# LIST OF TASKS
**a)** List each distinct username that appears in a post heading in the forum thread, one per line, in order of first appearance.
**b)** In the records, copy the lines verbatim, beginning at the line that contains "In this photo, where can the fluorescent" and stopping after the line that contains "pixel 513 198".

# SOURCE EXCERPT
=======

Yeah, but it will need me to throw in some-err... I mean-s**tloads of common sense in with that recipe, then it should work to some extent.


----------



## Master Mo (Feb 17, 2010)

Skoopman said:
			
		

> I just opened a room called "europe". Come and join me


I entered your room for 1 stage yesterday and it worked. But the time the game needs to set up is just too much... I`m too impationed for something like that! I was waiting for like 7 minutes and the stages was like the same amount of time. I don`t know if it is a usb-problem but like this I think I`ll pass on the online-mode...


----------



## OmerMe (Feb 17, 2010)

It depends on who you play with, I played with a friend from Israel and the loading time was a few seconds.


----------



## Master Mo (Feb 17, 2010)

OmerMe said:
			
		

> It depends on who you play with, I played with a friend from Israel and the loading time was a few seconds.


Do you play through usb-loader and if yes what cIOS are you using... I had this Problem every time


----------



## OmerMe (Feb 17, 2010)

No USB loader, I'm using a DVD and playing via the disc channel.


----------



## Taik (Feb 17, 2010)

Just played through the Level 12 (in solo)
This elephant thing was just pure EPIC XD

Even though it took me 30 minutes to beat this stage, I really enjoy this game =P


----------



## Skoopman (Feb 17, 2010)

Master Mo said:
			
		

> OmerMe said:
> 
> 
> 
> ...


Wait until you get into the cave, this was like playing in slow motion. If it really is because of the USB loader than I'll think about purchasing the game.


----------



## damysteryman (Feb 17, 2010)

Quick Question:
Does anybody know how to enable the subtitles?
I've seen them while exploring the disc, but I don't know how to enable them in game...


----------



## OmerMe (Feb 17, 2010)

=======

# INPUT DATA
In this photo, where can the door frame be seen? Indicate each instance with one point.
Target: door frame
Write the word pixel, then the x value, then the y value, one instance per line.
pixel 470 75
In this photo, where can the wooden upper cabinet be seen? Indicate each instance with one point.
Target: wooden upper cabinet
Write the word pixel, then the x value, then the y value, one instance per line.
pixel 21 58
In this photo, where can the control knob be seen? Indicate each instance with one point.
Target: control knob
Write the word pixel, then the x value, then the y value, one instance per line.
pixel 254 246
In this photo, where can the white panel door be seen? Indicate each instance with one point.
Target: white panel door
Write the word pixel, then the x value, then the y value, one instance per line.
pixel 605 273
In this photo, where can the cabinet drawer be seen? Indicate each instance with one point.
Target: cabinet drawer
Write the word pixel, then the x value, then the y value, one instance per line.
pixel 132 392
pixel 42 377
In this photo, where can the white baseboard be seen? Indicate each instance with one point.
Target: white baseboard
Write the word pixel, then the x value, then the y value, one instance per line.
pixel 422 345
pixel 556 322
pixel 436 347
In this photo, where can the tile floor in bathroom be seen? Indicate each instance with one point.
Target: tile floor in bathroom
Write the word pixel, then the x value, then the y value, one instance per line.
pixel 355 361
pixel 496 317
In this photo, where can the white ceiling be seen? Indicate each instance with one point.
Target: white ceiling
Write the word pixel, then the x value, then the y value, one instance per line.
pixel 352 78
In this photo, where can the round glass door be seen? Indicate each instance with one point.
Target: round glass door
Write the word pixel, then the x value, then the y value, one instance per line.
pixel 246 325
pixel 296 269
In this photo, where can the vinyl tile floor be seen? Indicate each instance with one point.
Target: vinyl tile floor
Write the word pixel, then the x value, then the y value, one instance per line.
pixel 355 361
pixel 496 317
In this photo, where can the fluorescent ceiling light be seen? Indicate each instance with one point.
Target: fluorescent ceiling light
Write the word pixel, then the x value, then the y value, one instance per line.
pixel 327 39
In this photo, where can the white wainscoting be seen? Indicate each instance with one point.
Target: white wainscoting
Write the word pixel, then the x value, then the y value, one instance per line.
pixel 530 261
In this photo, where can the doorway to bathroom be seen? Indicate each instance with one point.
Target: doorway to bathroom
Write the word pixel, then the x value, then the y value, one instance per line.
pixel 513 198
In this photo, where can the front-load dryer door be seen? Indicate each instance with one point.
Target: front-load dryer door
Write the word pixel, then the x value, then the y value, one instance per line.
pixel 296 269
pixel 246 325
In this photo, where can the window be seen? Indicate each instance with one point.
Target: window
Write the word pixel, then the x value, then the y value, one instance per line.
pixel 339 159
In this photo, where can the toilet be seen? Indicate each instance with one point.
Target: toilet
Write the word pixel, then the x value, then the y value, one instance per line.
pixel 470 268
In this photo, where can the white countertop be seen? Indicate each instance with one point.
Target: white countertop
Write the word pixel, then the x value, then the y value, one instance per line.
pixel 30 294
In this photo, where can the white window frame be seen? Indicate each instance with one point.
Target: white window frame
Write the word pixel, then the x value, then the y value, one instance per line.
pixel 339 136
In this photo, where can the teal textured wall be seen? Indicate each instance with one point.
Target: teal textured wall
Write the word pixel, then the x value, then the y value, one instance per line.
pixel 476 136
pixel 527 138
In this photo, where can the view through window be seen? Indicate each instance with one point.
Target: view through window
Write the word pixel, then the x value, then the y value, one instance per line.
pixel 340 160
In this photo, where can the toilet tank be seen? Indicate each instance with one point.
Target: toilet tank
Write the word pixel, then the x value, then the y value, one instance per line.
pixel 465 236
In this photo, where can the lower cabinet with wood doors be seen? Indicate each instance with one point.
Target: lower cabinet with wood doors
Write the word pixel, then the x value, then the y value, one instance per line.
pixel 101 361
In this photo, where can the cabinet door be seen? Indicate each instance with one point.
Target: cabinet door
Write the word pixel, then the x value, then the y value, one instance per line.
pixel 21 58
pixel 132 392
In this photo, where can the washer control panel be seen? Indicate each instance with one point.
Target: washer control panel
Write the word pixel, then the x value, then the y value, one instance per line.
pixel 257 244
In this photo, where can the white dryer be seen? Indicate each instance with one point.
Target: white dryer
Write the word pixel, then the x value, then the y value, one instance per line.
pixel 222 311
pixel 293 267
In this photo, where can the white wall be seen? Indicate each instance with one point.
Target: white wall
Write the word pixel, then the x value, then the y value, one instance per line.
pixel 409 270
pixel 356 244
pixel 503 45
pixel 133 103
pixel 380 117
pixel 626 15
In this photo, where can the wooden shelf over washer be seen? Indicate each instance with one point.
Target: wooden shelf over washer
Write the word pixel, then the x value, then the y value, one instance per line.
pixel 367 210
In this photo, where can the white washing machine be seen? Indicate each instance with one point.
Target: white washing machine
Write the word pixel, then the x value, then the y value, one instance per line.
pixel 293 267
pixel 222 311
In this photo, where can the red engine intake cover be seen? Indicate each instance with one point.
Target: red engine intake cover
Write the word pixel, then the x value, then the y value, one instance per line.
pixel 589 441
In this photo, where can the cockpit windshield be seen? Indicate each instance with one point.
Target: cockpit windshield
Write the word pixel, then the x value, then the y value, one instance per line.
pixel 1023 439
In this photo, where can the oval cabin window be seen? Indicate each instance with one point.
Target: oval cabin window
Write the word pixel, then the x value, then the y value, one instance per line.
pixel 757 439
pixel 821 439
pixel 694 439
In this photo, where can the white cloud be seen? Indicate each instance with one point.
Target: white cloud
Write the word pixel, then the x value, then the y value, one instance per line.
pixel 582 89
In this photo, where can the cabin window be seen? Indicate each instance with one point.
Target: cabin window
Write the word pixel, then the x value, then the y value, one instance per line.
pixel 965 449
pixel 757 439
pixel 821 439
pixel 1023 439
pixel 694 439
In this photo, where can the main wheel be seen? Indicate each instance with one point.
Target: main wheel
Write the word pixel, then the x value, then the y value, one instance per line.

=======

# SOLUTIONS
**a)**
Master Mo
OmerMe
Taik
Skoopman
damysteryman

**b)**
In this photo, where can the fluorescent ceiling light be seen? Indicate each instance with one point.
Target: fluorescent ceiling light
Write the word pixel, then the x value, then the y value, one instance per line.
pixel 327 39
In this photo, where can the white wainscoting be seen? Indicate each instance with one point.
Target: white wainscoting
Write the word pixel, then the x value, then the y value, one instance per line.
pixel 530 261
In this photo, where can the doorway to bathroom be seen? Indicate each instance with one point.
Target: doorway to bathroom
Write the word pixel, then the x value, then the y value, one instance per line.
pixel 513 198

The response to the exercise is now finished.